## BRIEF 1
Please return the passage from the Bayliss family blog introduction below, from "I'd like to" up to and including "course, via Facebook.".

------ EXTRACT PROVIDED ------

WELCOME TO THE BAYLISS LINE. This blog has been created for my family. By "my family" I mean all those who are related to the Bayliss family either by blood, marriage or even relationship. There are, of course, other Bayliss families not related to us but this blog has at its heart a very specific family who had their origins in Gloucestershire. I am connected to that family because my mother was a Bayliss and it was her curiosity that started my research back in the early 1990's. So, what are you likely to see on this blog? Well, as it is a blog, I want it to be as entertaining as possible rather that a dry listing of facts (that is for Ancestry.com). I will, hopefully, be posting entries on our ancestors and relatives, on the places where they lived, and the historical times they lived through. I have an extensive collection of photographs of people and places which I will, of course, be sharing.

I'd like to ask anybody who reads this blog to give me some feedback. I'd really like this to be a two way thing. It sometimes unearths new information and, to be honest, it gives me encouragement. There will be two ways of providing feedback - either through the comment button (you will need a Google account for this) or via the e-mail address which appears on this page - alternatively, ring me. Now scroll down to read the latest entries.....and, of course, via Facebook.

------

## BRIEF 2
Report every line of the entries that contains the string "mountain", matching case exactly.

------ RECORDED DATA ------

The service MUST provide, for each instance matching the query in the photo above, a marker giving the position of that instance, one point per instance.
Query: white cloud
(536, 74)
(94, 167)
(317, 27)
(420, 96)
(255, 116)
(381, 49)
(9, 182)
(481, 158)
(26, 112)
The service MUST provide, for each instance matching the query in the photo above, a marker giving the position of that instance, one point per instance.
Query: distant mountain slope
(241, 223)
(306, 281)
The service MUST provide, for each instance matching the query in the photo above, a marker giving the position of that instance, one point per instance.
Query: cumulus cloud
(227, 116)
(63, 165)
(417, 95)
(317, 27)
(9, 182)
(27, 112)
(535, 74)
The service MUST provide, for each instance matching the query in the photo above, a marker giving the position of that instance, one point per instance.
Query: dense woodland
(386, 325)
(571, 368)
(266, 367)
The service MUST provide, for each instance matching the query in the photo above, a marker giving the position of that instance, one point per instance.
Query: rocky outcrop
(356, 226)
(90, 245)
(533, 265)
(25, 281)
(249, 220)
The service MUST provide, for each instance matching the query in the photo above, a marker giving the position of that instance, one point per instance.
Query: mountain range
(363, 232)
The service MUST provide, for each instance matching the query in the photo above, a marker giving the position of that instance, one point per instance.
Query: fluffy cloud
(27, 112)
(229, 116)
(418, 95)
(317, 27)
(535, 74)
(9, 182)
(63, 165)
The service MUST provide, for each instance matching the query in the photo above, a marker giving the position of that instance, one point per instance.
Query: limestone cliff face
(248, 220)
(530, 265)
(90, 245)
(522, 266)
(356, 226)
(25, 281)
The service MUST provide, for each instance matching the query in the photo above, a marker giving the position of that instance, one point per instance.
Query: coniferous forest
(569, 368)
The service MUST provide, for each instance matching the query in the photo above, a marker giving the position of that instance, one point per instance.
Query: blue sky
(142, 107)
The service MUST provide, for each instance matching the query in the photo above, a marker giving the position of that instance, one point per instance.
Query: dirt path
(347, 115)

------

## TASK OUTPUT 1
I'd like to ask anybody who reads this blog to give me some feedback. I'd really like this to be a two way thing. It sometimes unearths new information and, to be honest, it gives me encouragement. There will be two ways of providing feedback - either through the comment button (you will need a Google account for this) or via the e-mail address which appears on this page - alternatively, ring me. Now scroll down to read the latest entries.....and, of course, via Facebook.

## TASK OUTPUT 2
Query: distant mountain slope
Query: mountain range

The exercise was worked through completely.